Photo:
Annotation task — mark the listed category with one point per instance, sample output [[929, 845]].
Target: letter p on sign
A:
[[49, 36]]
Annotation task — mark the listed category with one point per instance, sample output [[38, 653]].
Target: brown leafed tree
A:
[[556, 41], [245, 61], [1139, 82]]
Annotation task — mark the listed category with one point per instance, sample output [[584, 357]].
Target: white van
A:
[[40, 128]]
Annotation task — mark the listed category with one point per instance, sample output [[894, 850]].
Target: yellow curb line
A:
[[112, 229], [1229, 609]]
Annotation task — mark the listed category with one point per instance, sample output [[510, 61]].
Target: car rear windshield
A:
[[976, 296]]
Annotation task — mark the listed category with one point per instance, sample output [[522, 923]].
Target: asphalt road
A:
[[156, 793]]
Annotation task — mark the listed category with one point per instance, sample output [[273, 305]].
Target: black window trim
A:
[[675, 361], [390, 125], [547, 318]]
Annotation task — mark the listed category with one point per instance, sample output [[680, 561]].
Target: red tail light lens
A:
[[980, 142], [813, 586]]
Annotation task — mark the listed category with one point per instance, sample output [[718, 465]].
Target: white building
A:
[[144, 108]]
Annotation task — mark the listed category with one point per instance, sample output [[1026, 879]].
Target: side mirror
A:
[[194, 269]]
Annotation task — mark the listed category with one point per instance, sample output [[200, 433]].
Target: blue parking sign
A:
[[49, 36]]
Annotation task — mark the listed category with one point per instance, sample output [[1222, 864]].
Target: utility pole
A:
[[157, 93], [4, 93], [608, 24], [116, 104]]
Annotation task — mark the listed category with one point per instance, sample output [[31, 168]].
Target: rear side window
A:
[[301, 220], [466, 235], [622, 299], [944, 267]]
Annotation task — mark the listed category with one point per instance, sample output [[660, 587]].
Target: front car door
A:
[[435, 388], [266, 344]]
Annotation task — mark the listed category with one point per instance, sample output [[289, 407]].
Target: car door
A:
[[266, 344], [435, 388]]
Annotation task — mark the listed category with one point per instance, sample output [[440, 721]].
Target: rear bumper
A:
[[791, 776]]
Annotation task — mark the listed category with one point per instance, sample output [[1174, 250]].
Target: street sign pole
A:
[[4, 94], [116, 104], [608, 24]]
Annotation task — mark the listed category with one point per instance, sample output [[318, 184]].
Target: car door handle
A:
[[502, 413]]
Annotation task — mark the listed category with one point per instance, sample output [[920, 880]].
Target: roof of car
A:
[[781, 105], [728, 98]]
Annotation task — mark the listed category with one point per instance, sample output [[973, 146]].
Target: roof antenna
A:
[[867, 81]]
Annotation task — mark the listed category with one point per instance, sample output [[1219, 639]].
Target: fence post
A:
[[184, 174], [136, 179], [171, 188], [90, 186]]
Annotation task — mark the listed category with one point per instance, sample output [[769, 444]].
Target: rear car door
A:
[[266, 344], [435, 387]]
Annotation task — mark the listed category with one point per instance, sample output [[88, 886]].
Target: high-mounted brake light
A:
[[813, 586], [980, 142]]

■ **Task**:
Set down the entries exactly, starting with their first line and going on through the line that contains "[[156, 793]]".

■ **Worked answer**:
Photo:
Annotation task — mark the listed category with one point per instance, sample output [[929, 845]].
Target: letter p on sign
A:
[[49, 36]]
Annotation task — mark the listed category with one point per instance, sample output [[38, 653]].
Target: brown leafed tree
A:
[[556, 41], [245, 61], [1139, 82]]
Annotation task — mark the listed category with one point per instance, sample output [[584, 357]].
Target: white van
A:
[[40, 128]]
Annotation task — mark the listed category with one point per instance, sample output [[894, 850]].
Target: yellow curb line
A:
[[112, 229], [1229, 609]]
Annotation task — mark the listed category with one point per instance, sample output [[510, 61]].
Target: car rear windshield
A:
[[976, 296]]
Annotation task — mark the listed category with one point per instance, sample output [[522, 923]].
Target: asphalt road
A:
[[156, 793]]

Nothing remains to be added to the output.